Saved entries
------------------------------------------------------------

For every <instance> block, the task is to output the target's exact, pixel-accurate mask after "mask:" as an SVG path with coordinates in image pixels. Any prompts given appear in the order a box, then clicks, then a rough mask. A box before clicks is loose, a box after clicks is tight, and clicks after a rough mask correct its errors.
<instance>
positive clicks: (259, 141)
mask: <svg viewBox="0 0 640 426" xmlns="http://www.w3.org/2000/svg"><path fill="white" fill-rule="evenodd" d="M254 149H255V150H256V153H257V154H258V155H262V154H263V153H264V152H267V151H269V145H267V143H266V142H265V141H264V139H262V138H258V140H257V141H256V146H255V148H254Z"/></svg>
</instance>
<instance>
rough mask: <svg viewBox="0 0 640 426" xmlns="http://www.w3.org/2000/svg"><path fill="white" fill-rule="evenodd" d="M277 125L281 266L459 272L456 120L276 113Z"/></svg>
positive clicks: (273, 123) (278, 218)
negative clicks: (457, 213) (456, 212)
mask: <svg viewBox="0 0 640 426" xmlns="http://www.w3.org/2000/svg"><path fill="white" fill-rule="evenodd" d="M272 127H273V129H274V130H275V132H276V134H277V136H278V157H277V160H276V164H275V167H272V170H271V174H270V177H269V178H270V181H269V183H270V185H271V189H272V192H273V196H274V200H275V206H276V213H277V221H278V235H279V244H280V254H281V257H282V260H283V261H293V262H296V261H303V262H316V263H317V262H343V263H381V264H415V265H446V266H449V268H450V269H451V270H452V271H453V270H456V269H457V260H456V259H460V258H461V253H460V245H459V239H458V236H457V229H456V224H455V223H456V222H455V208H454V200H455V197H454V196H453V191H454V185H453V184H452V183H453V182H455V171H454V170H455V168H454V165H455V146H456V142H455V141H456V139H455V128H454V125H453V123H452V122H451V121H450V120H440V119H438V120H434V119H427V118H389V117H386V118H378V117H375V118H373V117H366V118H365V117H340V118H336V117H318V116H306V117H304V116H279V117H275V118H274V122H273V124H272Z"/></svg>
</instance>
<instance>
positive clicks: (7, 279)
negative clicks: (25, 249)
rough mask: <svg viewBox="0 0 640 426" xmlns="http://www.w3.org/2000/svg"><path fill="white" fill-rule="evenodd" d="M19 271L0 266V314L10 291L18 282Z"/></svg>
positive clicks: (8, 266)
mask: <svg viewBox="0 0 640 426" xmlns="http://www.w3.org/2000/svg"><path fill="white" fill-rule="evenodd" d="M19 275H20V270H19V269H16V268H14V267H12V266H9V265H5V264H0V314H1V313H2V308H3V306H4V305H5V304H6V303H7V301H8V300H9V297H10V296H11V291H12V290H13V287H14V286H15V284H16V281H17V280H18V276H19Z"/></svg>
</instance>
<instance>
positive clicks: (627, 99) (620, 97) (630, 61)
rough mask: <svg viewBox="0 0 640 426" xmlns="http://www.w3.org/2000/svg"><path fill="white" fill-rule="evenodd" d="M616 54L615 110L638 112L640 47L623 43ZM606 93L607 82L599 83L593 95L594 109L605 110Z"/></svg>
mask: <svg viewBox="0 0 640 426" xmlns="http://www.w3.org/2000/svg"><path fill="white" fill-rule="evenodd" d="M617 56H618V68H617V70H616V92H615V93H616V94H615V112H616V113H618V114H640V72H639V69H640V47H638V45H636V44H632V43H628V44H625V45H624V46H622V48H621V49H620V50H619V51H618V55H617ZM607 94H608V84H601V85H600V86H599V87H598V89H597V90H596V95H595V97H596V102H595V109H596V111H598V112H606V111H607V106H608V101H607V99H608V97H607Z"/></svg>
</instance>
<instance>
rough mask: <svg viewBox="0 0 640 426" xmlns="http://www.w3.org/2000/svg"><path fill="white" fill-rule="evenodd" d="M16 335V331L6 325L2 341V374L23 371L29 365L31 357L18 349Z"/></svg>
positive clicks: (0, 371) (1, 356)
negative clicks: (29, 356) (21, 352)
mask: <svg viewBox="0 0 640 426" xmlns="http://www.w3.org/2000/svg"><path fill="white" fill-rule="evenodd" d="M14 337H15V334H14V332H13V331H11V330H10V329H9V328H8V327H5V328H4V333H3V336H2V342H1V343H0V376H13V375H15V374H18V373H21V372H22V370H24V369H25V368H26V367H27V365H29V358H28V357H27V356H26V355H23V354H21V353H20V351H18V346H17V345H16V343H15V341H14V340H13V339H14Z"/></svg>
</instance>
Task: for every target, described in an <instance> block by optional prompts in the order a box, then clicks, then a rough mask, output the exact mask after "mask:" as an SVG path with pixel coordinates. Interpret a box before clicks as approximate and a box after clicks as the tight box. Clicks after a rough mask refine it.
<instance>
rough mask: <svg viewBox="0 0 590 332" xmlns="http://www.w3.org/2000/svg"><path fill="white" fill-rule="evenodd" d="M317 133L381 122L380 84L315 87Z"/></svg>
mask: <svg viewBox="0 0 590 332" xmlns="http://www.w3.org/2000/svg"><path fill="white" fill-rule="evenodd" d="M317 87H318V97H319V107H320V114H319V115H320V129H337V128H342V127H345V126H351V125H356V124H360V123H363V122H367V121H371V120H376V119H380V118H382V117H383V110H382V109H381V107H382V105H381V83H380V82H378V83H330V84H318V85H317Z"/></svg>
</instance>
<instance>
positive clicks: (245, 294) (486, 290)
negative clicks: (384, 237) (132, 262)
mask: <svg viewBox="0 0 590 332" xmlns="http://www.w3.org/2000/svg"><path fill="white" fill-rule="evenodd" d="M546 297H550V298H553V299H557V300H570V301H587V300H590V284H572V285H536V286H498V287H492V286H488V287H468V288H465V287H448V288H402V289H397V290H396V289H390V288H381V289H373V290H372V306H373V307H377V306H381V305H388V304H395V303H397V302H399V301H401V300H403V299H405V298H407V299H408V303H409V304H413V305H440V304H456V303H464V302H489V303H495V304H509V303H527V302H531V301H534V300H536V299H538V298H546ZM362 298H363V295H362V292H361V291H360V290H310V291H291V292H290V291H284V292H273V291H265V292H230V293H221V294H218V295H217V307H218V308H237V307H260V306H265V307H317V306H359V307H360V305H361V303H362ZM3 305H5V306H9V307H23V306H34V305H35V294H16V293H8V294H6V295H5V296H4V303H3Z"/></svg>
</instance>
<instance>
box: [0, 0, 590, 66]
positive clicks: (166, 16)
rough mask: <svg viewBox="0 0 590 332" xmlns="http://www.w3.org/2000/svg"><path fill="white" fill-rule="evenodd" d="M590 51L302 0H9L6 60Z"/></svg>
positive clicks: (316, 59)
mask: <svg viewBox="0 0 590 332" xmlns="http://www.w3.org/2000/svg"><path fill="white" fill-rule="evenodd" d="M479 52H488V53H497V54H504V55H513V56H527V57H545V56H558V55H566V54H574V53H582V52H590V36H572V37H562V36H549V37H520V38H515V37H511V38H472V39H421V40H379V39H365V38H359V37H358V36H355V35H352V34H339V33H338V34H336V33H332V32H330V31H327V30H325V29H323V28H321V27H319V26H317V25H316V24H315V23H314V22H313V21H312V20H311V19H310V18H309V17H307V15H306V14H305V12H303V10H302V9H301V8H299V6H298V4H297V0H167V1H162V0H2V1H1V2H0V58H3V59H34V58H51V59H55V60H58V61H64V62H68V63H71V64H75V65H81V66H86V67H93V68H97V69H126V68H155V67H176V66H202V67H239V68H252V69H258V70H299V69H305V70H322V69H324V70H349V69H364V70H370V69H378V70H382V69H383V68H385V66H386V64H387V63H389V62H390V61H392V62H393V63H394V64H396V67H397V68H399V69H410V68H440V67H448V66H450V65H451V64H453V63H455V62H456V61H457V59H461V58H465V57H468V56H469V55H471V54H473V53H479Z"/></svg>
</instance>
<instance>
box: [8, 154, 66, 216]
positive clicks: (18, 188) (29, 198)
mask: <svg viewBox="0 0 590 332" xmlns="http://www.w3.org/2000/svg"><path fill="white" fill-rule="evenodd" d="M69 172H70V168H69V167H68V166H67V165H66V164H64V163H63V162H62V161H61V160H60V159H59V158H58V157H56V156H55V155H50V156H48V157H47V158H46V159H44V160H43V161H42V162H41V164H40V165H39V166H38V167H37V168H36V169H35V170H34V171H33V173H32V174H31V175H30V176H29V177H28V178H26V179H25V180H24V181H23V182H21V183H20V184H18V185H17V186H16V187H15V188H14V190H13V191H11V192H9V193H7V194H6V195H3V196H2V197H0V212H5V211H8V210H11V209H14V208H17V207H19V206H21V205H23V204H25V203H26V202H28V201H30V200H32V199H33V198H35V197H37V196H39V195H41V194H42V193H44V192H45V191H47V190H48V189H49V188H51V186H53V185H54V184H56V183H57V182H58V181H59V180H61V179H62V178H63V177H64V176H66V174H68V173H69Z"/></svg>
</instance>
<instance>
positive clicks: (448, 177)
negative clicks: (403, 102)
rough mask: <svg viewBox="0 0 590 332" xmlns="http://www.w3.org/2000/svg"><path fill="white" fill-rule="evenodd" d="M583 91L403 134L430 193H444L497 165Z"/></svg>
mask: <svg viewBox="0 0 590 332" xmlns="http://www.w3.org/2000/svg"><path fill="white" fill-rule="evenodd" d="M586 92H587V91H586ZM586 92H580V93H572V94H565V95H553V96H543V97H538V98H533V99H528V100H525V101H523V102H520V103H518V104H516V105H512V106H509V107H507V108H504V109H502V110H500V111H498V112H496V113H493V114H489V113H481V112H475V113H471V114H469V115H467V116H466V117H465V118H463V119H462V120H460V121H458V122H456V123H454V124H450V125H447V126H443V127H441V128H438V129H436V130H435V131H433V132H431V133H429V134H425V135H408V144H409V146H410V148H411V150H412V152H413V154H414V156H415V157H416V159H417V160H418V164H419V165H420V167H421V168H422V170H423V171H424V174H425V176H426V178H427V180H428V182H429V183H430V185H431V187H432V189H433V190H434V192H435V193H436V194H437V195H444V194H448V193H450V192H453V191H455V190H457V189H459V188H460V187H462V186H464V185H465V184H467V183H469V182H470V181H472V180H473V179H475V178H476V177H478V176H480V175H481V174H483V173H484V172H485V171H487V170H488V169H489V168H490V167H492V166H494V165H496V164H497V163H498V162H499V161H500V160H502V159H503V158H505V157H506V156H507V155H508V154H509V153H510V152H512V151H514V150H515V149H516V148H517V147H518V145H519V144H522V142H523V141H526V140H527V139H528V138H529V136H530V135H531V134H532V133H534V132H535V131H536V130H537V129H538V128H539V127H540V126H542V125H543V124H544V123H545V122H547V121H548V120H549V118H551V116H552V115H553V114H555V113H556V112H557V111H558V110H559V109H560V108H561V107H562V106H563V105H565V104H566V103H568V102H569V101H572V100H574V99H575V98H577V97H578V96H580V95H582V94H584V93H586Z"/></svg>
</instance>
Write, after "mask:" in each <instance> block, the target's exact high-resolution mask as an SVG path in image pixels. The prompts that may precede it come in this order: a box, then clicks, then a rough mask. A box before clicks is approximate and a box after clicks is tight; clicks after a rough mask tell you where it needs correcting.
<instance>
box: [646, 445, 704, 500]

------------------------------------------------------------

● **Exercise description**: Your task is to restate, word for word, only those lines above that fall between the line holding "271L0 266V314L10 291L18" and the line holding "positive clicks: (627, 99)", inclusive.

● **Result of the exercise**:
rough mask: <svg viewBox="0 0 640 426" xmlns="http://www.w3.org/2000/svg"><path fill="white" fill-rule="evenodd" d="M19 271L0 266V314L10 291L18 282Z"/></svg>
positive clicks: (8, 266)
mask: <svg viewBox="0 0 640 426" xmlns="http://www.w3.org/2000/svg"><path fill="white" fill-rule="evenodd" d="M19 275H20V270H19V269H16V268H14V267H12V266H9V265H5V264H0V314H1V313H2V308H3V306H4V305H5V304H6V303H7V301H8V300H9V297H10V296H11V291H12V290H13V287H14V286H15V284H16V281H17V280H18V276H19Z"/></svg>
</instance>
<instance>
positive clicks: (627, 99) (620, 97) (630, 61)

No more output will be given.